§ **TO BE DONE**: Copy every entry below word for word, omitting the pictures.

§ **DATA SHOWN**:
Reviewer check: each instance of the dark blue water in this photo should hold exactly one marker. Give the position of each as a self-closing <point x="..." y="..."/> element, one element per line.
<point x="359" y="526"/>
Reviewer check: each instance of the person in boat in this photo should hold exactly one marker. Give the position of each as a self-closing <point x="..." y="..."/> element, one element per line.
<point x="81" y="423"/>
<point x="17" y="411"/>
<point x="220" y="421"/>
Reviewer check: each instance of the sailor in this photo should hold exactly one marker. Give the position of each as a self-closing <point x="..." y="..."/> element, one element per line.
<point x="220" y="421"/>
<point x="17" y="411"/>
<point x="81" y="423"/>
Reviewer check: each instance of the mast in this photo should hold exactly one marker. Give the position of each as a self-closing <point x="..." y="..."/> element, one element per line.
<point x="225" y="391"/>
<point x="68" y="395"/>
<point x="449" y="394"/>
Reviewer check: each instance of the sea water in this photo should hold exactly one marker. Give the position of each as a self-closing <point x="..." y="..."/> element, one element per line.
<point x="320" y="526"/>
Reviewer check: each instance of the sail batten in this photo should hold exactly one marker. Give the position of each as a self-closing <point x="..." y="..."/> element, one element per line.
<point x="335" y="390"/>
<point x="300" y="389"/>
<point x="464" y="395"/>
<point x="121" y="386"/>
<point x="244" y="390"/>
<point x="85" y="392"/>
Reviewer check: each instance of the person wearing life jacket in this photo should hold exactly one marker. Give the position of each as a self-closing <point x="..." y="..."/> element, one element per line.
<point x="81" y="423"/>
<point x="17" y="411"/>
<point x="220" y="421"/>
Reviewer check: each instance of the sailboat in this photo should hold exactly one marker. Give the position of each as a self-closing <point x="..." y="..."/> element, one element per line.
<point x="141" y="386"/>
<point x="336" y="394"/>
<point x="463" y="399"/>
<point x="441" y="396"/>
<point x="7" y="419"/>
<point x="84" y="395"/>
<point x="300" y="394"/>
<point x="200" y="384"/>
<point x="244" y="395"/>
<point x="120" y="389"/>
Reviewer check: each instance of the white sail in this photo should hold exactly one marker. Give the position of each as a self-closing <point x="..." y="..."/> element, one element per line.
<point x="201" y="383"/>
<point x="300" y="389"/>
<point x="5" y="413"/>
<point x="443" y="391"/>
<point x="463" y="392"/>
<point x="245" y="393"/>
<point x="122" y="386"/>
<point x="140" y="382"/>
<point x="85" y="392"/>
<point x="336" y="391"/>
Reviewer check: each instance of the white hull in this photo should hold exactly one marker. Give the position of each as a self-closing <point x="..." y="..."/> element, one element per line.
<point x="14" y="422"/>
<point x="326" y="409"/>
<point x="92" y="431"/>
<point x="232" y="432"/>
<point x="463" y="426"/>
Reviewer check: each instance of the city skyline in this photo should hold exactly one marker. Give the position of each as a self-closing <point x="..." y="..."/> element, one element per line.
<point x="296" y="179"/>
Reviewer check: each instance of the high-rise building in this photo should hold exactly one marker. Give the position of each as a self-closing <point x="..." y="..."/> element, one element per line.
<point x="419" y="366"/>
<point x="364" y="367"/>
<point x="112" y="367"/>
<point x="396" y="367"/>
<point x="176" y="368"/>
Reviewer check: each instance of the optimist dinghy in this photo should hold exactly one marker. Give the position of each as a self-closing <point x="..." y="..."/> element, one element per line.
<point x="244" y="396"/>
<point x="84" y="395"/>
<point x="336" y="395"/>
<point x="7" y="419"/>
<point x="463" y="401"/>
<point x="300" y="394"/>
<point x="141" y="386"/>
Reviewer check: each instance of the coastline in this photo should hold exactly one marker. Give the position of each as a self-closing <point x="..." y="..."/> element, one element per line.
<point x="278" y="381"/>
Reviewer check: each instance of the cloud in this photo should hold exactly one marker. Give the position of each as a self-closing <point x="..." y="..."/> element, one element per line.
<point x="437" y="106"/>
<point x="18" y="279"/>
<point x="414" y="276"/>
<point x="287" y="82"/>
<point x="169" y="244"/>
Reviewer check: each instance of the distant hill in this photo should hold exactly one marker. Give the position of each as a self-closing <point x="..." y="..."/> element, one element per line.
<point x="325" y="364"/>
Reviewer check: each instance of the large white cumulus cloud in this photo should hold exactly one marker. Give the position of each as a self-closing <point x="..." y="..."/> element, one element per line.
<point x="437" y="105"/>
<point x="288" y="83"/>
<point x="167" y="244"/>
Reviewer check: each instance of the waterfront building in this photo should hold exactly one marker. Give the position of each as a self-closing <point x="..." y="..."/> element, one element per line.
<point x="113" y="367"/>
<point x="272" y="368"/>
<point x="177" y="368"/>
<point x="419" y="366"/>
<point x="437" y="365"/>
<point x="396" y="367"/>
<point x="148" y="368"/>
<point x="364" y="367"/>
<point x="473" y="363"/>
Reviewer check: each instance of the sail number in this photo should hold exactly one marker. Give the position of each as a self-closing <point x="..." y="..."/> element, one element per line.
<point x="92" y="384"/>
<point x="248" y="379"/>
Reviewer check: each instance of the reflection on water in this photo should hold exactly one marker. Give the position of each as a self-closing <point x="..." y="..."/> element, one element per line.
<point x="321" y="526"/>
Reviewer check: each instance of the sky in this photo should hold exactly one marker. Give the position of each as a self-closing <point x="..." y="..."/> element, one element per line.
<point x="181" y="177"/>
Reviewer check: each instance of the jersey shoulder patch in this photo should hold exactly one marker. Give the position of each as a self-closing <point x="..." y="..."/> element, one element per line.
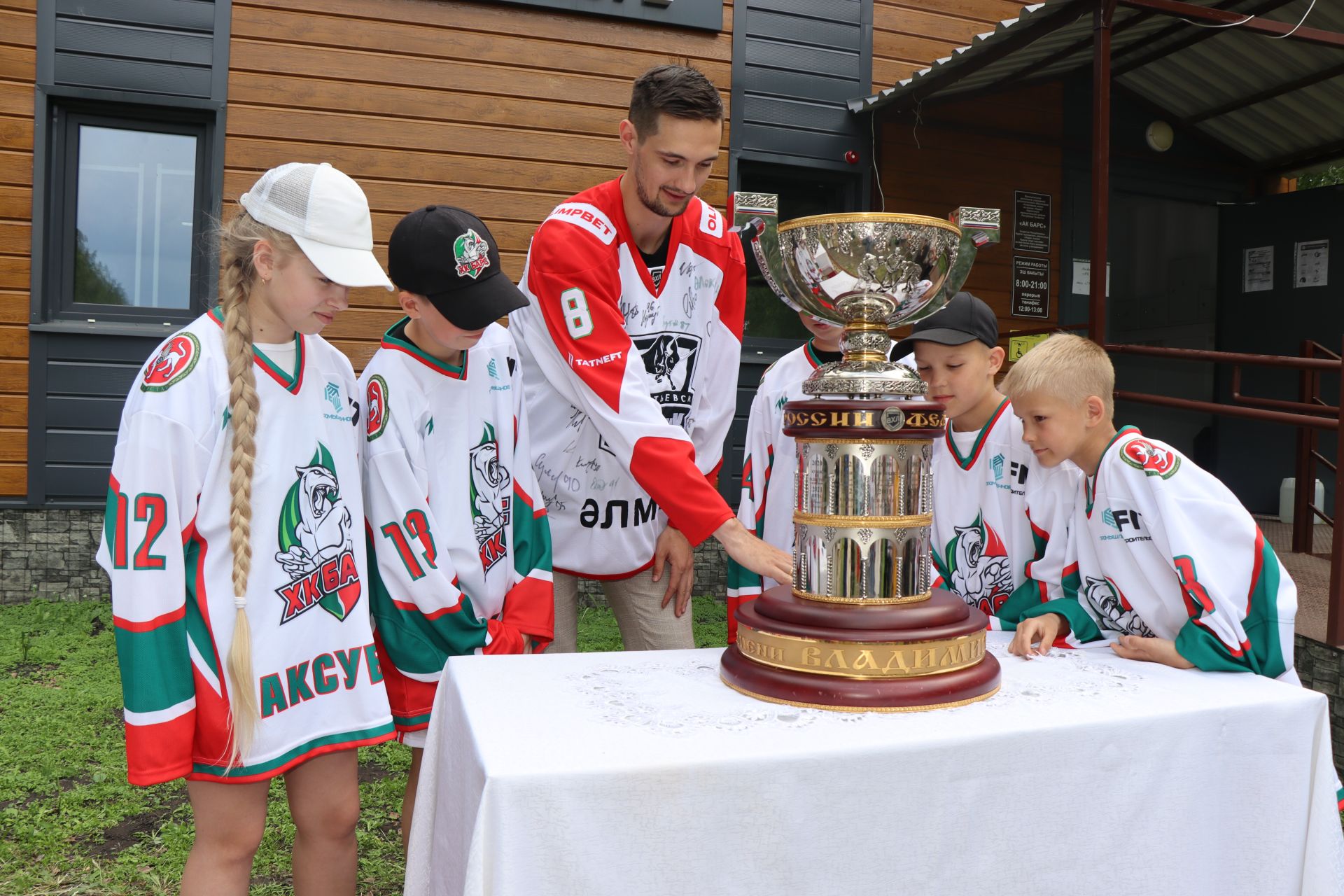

§ **RESULT OF THIS TASK**:
Reviewer check: each instance of the dark blue water in this photo should hold exactly one marker. Give the position of each as a self-closing <point x="..." y="..."/> element, one element per line.
<point x="359" y="526"/>
Reviewer check: each instance of the person in boat in this photo should hold exactly one marker. Give the position of each as a self-closing <point x="..." y="..."/> element, one element per line.
<point x="81" y="423"/>
<point x="17" y="411"/>
<point x="220" y="421"/>
Reviewer check: each instance of the sailor in this photo should hold exactly one marker. Give the position of each as a self-closing <point x="..." y="..."/> element, one element per line.
<point x="220" y="421"/>
<point x="17" y="411"/>
<point x="81" y="423"/>
Reviewer check: each instance of the mast in this photo should hold exactly one marker. Give the position of each as a self-closing <point x="..." y="..."/> element, one element per line.
<point x="225" y="391"/>
<point x="68" y="395"/>
<point x="449" y="394"/>
Reviewer check: each instance of the sea water in this photo should hold exactly one marker. Give the position of each as a self-closing <point x="..." y="..."/> element, one element per line.
<point x="320" y="526"/>
Reviewer check: each instance of the sail batten in this photo should hold exactly one marker. Give the position of each as a self-closing <point x="..." y="..."/> element, one element per line.
<point x="335" y="390"/>
<point x="300" y="389"/>
<point x="464" y="395"/>
<point x="121" y="386"/>
<point x="244" y="390"/>
<point x="85" y="392"/>
Reviewer check: each instance of the person wearing life jacket in this photo should hold exactly one marker. Give the position of each as a self-closing <point x="..." y="..."/> element, one element per line.
<point x="81" y="423"/>
<point x="17" y="411"/>
<point x="220" y="421"/>
Reviewer check: each instance of the sailboat in this photo should hold exactly one marker. Give the position of each as a self-closing <point x="..." y="..."/> element, one element per line.
<point x="141" y="386"/>
<point x="336" y="394"/>
<point x="463" y="399"/>
<point x="441" y="396"/>
<point x="7" y="419"/>
<point x="84" y="395"/>
<point x="300" y="394"/>
<point x="200" y="384"/>
<point x="244" y="395"/>
<point x="120" y="389"/>
Reviewer check: each instance of the white sail in this photo should hold exactly one marker. Give the position of each as a self-closing <point x="..." y="..."/> element, one element per line.
<point x="201" y="383"/>
<point x="300" y="389"/>
<point x="5" y="413"/>
<point x="443" y="391"/>
<point x="463" y="392"/>
<point x="245" y="393"/>
<point x="122" y="386"/>
<point x="140" y="382"/>
<point x="85" y="392"/>
<point x="336" y="391"/>
Reviewer check: each instance of the white hull in this photo should hold exactly one marker. Give the position of each as a self-closing <point x="..." y="..."/> element, one element per line.
<point x="14" y="422"/>
<point x="326" y="409"/>
<point x="92" y="431"/>
<point x="232" y="432"/>
<point x="463" y="426"/>
Reviewer check: each instance of the city skyline in this photo should hold exactly one marker. Give the position of each as a self-closing <point x="..." y="..."/> element, one element per line.
<point x="296" y="179"/>
Reviewer check: each instance of the high-rise building in this photo should hold exactly one marker. Give the position of each as a self-closing <point x="..." y="..."/> element, one element per line.
<point x="419" y="366"/>
<point x="364" y="367"/>
<point x="112" y="367"/>
<point x="396" y="367"/>
<point x="176" y="368"/>
Reviewer check: each instance of the optimist dinghy in this photo should hold exactly one marker. Give the position of each as a self-closing <point x="..." y="..."/> element, one element per line.
<point x="244" y="396"/>
<point x="84" y="395"/>
<point x="336" y="395"/>
<point x="7" y="419"/>
<point x="463" y="401"/>
<point x="300" y="394"/>
<point x="141" y="386"/>
Reviewer check: each instance of the coastline in this photo should hold exactly one marker. Give the position of each as a self-closing <point x="..." y="..."/> element, one element per line.
<point x="278" y="381"/>
Reviewer check: each instance of the cloud in this photo should hold exactly one marker. Give the position of each as a self-closing <point x="..." y="..."/> element, one element per line.
<point x="437" y="106"/>
<point x="18" y="279"/>
<point x="414" y="276"/>
<point x="287" y="82"/>
<point x="169" y="244"/>
Reviewer check: each instance of the distant hill in this photo should hold exactly one marker. Give the position of each as a self-closing <point x="..." y="..."/> element, one element per line.
<point x="325" y="364"/>
Reviewer check: each instance of the large white cumulus cloud in this photo should hold exactly one marker. Give the position of each as a self-closing <point x="..." y="..."/> element, one element per line.
<point x="437" y="105"/>
<point x="288" y="83"/>
<point x="167" y="244"/>
Reviewer check: each instance of the waterfront building in this photo should hold exactly one marker. Give the position of each as a self-closing <point x="..." y="..."/> element, one element per line.
<point x="113" y="367"/>
<point x="272" y="368"/>
<point x="177" y="368"/>
<point x="419" y="366"/>
<point x="437" y="365"/>
<point x="396" y="367"/>
<point x="148" y="368"/>
<point x="364" y="367"/>
<point x="473" y="363"/>
Reviewer check: each instance of the sail number in this photo should hold exactly one marker. Give the position of each as a self-closing <point x="..." y="..."/> element, one element per line.
<point x="92" y="384"/>
<point x="248" y="379"/>
Reviewer check: each instance of the reflection on water in this photo should hold exactly one marker. Give the position of each as a self-closing <point x="..." y="..."/> element, one element per line.
<point x="321" y="526"/>
Reviewer check: each instance of the sky in this photo should hold exactly one marker. Give the position of each as a self-closing <point x="..." y="..."/> element, one element per line.
<point x="181" y="177"/>
Reviewer check: each instance of the jersey shoulder patch in this photo should hold exactly one marker. Give the position of each as a self-closing <point x="..." y="..."/> element, one element per line.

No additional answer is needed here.